======== Provided passage ========
It’s been a tough year for tech investors. The Nasdaq Composite Index – often considered to be a good barometer of how well the tech market is performing – has fallen by some 15% since November 2021 (global equities are down 5%), having been down almost 30% as recently as June this year.
Having become the first company to reach a market cap of $3trn in January, Apple is now down over 15% year-to-date, and it is not alone. Meta (Facebook), Amazon and Alphabet (Google) are down 55%, 26% and 28%, respectively. The ugly duckling that is Netflix is down over 63%.
We’ve seen lots of stories about companies that have over-extended themselves in the post-Covid world. But, ultimately, we still feel tech has been oversold to the point where some of it now looks particularly attractive. The big boys are a perfect example – Apple, Amazon and Google all generate huge amounts of cash and have rock solid balance sheets. These are exactly the sorts of companies you should be targeting amid a looming recession.
That’s in stark contrast to 1999/2000, when many tech stocks were dependant on “blue sky thinking” rather than those reliable cashflows – while valuations were also far higher prior to the tech bubble.
It’s also without taking into account the generational shift seen in the last 30 years, accelerated by the Covid pandemic. Cloud-based architecture, digital payment technology and AI-enabled automation are the bedrock of many companies and are entrenched in people’s lives – creating numerous sub-sectors as a result.
With this in mind, here are four different ways to invest in technology today.
The all-rounder – Axa Framlington Global Technology
This is an unconstrained multi-cap, specialist fund that seeks growth from technology stocks from around the world. Its lack of benchmark constraints means it is free to invest in ‘new technology’ rather than ‘old technology’ – as manager, Jeremy Gleeson’s view is that the benchmark is populated with the successful technology companies of the past, not necessarily the future. It is important in any fund to avoid the losers but no more so than in the technology sector. Gleeson has run this fund since 2007 and has been specialising in technology stocks since 1998.
======== Listed records ========
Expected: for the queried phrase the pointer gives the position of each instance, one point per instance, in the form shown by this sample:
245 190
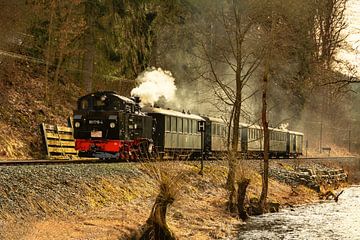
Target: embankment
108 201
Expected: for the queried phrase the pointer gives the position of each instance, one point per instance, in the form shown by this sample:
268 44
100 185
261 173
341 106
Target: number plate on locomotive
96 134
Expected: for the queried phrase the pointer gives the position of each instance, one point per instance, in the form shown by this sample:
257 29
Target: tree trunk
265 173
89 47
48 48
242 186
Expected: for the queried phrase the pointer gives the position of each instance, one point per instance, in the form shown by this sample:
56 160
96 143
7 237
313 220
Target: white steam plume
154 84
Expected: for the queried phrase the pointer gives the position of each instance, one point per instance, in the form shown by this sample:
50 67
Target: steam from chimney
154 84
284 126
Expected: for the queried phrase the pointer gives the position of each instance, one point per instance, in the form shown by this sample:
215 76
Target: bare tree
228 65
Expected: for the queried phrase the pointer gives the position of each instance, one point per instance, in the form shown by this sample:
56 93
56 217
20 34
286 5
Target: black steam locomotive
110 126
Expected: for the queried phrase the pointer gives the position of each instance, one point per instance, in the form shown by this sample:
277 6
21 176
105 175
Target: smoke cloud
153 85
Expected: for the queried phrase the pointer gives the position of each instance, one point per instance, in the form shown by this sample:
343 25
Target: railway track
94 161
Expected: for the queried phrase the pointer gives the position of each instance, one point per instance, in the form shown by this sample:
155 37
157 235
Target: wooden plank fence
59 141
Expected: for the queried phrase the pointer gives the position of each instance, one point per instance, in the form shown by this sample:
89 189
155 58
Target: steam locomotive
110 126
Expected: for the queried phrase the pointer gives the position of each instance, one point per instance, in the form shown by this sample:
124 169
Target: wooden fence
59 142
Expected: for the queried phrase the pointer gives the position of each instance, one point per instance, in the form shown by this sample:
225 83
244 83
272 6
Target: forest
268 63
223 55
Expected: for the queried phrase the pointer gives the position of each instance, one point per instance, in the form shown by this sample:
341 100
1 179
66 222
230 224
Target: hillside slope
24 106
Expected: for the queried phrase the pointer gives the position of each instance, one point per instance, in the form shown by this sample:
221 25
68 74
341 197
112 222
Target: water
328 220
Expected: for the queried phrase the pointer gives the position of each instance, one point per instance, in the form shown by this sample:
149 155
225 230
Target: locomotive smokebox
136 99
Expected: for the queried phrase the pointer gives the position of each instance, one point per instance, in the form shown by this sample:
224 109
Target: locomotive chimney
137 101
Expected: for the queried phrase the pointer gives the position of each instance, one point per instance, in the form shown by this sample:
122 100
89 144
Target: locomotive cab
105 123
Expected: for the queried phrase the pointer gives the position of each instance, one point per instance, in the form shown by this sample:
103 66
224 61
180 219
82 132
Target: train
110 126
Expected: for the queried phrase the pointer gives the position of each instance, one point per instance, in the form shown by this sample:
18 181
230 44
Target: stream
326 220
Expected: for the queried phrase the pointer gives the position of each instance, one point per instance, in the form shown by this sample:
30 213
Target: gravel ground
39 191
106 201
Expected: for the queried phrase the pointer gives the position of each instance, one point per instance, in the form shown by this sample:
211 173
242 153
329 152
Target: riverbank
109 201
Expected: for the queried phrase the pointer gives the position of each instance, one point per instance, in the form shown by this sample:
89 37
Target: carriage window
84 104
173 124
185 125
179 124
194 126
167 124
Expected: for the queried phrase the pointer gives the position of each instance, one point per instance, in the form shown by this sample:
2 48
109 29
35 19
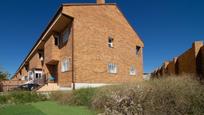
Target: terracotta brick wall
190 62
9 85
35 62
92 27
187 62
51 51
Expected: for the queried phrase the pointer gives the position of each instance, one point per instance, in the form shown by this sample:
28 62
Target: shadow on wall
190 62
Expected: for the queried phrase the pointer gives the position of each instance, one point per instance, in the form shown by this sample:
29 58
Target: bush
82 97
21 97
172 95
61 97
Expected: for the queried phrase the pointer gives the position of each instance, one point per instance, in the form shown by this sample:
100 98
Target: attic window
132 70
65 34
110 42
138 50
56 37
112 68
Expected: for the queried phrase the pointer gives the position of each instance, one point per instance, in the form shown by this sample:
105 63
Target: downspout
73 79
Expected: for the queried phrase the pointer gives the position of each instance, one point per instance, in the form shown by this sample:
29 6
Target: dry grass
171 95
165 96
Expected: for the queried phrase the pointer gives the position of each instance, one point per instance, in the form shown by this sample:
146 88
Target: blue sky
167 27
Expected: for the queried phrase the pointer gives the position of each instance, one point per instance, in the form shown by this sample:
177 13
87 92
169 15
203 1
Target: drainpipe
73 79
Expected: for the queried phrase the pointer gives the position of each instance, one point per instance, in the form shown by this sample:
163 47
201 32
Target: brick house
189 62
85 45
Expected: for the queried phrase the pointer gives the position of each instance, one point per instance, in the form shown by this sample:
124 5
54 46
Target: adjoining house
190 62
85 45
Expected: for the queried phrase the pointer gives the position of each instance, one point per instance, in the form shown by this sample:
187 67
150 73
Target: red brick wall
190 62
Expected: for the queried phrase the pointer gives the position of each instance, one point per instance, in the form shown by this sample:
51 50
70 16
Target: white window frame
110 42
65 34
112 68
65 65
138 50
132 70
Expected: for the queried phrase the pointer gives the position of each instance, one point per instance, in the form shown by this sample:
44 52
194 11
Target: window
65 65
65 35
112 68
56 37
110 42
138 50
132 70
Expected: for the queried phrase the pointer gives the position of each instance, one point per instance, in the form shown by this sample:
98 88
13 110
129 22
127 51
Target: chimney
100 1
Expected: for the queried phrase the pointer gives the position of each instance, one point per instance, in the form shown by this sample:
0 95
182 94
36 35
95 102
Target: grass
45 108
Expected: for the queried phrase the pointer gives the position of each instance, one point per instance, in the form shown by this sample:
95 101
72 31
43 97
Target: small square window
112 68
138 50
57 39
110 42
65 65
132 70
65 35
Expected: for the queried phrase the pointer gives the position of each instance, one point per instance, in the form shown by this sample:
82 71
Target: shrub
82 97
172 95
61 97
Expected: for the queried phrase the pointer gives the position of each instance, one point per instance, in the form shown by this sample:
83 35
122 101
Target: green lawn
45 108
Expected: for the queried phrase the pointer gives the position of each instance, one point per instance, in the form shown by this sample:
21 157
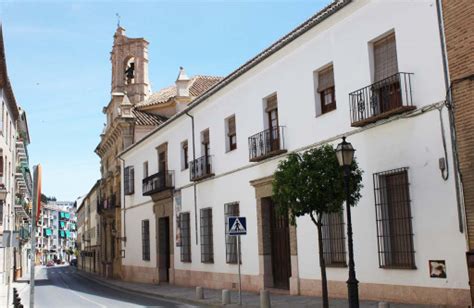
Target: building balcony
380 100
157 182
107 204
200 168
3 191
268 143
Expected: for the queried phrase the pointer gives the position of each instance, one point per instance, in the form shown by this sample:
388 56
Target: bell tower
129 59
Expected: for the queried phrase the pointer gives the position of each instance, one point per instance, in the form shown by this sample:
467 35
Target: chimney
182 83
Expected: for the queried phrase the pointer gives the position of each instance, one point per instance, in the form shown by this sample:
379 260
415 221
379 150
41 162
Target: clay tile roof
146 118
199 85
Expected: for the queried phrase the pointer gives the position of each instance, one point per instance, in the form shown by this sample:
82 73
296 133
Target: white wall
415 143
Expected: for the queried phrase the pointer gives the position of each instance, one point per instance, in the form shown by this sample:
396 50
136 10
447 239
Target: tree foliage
========
◆ **Tasks for this exercise**
- a) Answer these questions using the tech investing article.
(i) By roughly how much has the Nasdaq Composite Index fallen since November 2021?
(ii) In what month did Apple become the first company to reach a market cap of $3trn?
(iii) Since what year has Jeremy Gleeson run the Axa Framlington Global Technology fund?
- b) Transcribe the tech investing article word for word, from "We’ve seen lots" up to and including "the tech bubble.".

◆ **Exercise answers**
- a)
(i) Some 15%.
(ii) January.
(iii) 2007.

- b)
We’ve seen lots of stories about companies that have over-extended themselves in the post-Covid world. But, ultimately, we still feel tech has been oversold to the point where some of it now looks particularly attractive. The big boys are a perfect example – Apple, Amazon and Google all generate huge amounts of cash and have rock solid balance sheets. These are exactly the sorts of companies you should be targeting amid a looming recession.
That’s in stark contrast to 1999/2000, when many tech stocks were dependant on “blue sky thinking” rather than those reliable cashflows – while valuations were also far higher prior to the tech bubble.